● **Document excerpt**
# Convert pin hitch to handle?



## Bud Cline (Mar 12, 2006)

I know you don't want to buy a new cart but here's an idea you may be able to modify to suit your purposes. Maybe modify and use an old handle from a push-type lawn mower.

http://www.amazon.com/Agri-Fab-45-0345-350-Pound-Poly-Convertible/dp/B0007UQ2SM


----------



## Oh-Fudge (Sep 1, 2011)

Thanks, Bud. Good idea, but my cart is the metal kind with the extended tongue. I should have been more specific.

Here is a pic of similar wagon:


----------



## Bud Cline (Mar 12, 2006)

Oh-Fudge said:


> Thanks, Bud. Good idea, but my cart is the metal kind with the extended tongue. I should have been more specific.
> 
> Here is a pic of similar wagon:


 Same-o same-o. How about fashioning an old bicycle handlebar(s) to the existing draw bar?


----------



## DexterII (Jul 14, 2010)

Seems like a piece of 3/4" or 1" dowel with a hole drilled in the center to bolt it perpendicular to the tongue would suffice. Or a piece of galvanized pipe with a cap on each end; your local independent hardware store can cut and thread the ends for you.


----------



## BigJim (Sep 2, 2008)

May be able to modify the hitch on one of these.

http://www.etrailer.com/Hitch-Accessories/Rackem/RA20.html

And one cheaper:
http://www.amazon.com/BR-Tools-600-Trailer-Dolly/dp/B000BVSD52


----------



## Oh-Fudge (Sep 1, 2011)

Jim, that's EXACTLY what I'm talkin' bout. Do they make those for a pin hitch trailer?

If not, I would have to convert the pin hitch to a ball hitch and then use one of those dollies. Back to Googling.....


----------



## joecaption (Nov 30, 2011)

http://www.bing.com/images/search?q...9914F595CA2192DC02E06ECECE52&selectedIndex=23

Any Farm supply, box store, hardware store should theses.


----------



## BigJim (Sep 2, 2008)

Take the hitch ball off and install a bolt the size of the pin hole on your cart, shouldn't be too much trouble.


----------



## Oh-Fudge (Sep 1, 2011)

Joe, I looked at those too. They are really just pins with a handle to pull out the pin. Don't know if they would hold up to using them as a pull handle. And would be rough on the fingers after a while. But, that is a good idea.

● **Problem 1**
Translate this sentence from the forum thread into Spanish: "Or a piece of galvanized pipe with a cap on each end; your local independent hardware store can cut and thread the ends for you."
● **Problem 2**
Decide whether each statement agrees with the forum thread, answering yes or no and quoting the deciding words: (a) Oh-Fudge's cart is the metal kind with an extended tongue. (b) Bud Cline suggests using an old handle from a riding lawn mower. (c) Oh-Fudge is sure that pins with a handle would hold up as a pull handle.
● **Problem 3**
Summarize the forum thread in two sentences.

(Excerpts from point annotation data)
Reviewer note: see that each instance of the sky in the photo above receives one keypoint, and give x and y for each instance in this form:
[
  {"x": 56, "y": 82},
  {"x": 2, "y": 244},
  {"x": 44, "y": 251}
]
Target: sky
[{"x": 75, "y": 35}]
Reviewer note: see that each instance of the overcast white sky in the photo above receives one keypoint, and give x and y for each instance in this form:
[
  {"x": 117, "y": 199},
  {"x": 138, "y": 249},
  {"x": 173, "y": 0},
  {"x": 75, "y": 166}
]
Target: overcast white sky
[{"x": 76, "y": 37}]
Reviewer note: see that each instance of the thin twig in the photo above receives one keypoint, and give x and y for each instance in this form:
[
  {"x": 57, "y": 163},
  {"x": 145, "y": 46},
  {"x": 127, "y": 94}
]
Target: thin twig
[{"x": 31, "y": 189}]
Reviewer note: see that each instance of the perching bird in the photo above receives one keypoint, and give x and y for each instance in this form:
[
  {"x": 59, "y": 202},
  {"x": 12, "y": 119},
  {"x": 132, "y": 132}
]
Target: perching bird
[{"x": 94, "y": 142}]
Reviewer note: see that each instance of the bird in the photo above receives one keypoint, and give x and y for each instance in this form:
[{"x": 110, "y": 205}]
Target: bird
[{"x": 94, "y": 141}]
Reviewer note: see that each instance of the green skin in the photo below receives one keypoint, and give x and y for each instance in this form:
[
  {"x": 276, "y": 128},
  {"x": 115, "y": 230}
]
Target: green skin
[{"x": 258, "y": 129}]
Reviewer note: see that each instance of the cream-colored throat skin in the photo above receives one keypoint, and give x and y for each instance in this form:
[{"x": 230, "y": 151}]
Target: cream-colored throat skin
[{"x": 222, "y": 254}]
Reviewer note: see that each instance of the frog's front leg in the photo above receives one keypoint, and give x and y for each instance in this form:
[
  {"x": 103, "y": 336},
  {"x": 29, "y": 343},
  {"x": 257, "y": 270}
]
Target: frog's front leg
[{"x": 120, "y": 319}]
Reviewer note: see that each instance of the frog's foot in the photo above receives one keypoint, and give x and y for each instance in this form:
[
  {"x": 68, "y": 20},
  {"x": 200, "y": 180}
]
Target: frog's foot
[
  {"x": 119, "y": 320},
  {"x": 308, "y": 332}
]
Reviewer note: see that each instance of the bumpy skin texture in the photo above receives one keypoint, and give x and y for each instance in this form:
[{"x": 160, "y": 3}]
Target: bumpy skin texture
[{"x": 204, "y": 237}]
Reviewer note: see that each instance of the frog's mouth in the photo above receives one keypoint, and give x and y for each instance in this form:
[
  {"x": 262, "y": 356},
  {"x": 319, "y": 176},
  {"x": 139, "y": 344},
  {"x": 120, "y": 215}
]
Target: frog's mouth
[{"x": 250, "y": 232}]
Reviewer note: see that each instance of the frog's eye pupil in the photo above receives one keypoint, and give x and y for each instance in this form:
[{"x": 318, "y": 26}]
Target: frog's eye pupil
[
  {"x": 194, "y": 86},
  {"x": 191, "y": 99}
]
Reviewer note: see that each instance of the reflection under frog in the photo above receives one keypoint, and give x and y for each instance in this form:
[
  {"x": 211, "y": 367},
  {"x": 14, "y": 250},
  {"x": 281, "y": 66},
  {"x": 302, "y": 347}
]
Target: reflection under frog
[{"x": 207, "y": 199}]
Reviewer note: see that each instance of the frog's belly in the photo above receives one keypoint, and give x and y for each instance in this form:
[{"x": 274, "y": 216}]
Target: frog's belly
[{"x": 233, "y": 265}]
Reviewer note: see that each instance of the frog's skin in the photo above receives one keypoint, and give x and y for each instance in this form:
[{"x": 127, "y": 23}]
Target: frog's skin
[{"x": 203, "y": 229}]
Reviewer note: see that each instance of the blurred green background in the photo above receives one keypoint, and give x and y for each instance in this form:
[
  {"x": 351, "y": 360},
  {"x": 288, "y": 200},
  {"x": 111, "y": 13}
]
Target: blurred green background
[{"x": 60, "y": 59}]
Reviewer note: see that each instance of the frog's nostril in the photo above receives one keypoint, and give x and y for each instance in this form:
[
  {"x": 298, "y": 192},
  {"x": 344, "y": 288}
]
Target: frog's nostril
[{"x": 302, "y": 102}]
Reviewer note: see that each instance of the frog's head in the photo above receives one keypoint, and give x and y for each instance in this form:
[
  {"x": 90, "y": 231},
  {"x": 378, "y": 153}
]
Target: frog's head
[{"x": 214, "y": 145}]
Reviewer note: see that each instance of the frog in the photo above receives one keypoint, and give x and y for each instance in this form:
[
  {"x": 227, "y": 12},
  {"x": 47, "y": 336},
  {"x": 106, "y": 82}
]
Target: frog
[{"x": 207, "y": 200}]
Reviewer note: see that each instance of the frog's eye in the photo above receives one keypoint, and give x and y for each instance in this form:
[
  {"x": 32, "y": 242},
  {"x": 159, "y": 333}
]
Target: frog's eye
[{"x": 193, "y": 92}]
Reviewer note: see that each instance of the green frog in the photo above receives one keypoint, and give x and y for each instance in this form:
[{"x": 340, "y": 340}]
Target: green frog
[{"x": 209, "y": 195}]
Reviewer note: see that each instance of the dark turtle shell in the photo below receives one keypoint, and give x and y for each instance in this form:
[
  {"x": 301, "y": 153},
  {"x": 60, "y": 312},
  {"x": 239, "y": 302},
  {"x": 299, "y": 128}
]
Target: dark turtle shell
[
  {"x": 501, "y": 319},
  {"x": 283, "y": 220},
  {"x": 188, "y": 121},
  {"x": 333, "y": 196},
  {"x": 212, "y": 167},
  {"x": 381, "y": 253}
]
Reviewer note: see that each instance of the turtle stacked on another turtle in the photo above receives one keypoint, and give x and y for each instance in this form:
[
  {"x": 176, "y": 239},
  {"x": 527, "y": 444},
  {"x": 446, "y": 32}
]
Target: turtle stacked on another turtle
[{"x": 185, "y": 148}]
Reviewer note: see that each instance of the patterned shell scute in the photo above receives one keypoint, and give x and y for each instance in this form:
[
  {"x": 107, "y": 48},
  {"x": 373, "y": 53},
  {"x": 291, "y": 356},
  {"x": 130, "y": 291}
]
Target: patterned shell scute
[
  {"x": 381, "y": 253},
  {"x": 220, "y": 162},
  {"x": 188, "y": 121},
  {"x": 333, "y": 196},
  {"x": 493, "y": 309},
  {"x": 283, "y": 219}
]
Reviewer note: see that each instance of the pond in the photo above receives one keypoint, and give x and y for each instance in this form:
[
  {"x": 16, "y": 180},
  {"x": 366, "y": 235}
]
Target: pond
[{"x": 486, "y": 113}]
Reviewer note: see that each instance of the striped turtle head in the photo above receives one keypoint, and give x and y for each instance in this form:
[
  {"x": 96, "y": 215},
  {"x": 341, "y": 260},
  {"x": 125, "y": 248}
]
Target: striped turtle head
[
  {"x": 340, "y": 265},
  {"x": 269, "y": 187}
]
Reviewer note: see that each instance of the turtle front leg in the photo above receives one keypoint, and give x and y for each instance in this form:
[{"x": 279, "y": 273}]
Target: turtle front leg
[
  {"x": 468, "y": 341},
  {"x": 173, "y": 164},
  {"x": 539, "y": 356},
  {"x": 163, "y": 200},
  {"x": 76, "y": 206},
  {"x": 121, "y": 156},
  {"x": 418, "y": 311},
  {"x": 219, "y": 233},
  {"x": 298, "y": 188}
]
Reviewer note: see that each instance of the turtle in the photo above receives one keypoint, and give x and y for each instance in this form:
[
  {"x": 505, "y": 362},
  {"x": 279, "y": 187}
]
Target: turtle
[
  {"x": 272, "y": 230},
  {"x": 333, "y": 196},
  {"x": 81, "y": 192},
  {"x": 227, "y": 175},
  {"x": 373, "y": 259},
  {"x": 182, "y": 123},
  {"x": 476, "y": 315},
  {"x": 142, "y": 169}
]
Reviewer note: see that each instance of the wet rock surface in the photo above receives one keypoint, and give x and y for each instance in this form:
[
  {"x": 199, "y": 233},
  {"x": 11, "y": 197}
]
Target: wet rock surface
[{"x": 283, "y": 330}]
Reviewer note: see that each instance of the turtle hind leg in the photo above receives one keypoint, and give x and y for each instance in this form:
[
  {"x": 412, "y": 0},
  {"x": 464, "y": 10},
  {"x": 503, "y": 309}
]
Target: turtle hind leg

● **Finished answer 1**
O un trozo de tubo galvanizado con una tapa en cada extremo; la ferretería independiente de su zona puede cortarle y roscarle los extremos.

● **Finished answer 2**
(a) Yes: "my cart is the metal kind with the extended tongue."
(b) No: "Maybe modify and use an old handle from a push-type lawn mower."
(c) No: "Don't know if they would hold up to using them as a pull handle."

● **Finished answer 3**
A poster with a metal cart that has an extended tongue gets ideas for adding a pull handle, including a push-mower handle, bicycle handlebars, a dowel or galvanized pipe bolted across the tongue, and a trailer dolly whose hitch could be modified. The poster likes the dolly idea but would have to convert the pin hitch to a ball hitch if none are made for pin hitches, and doubts that pins with a handle would hold up as a pull handle.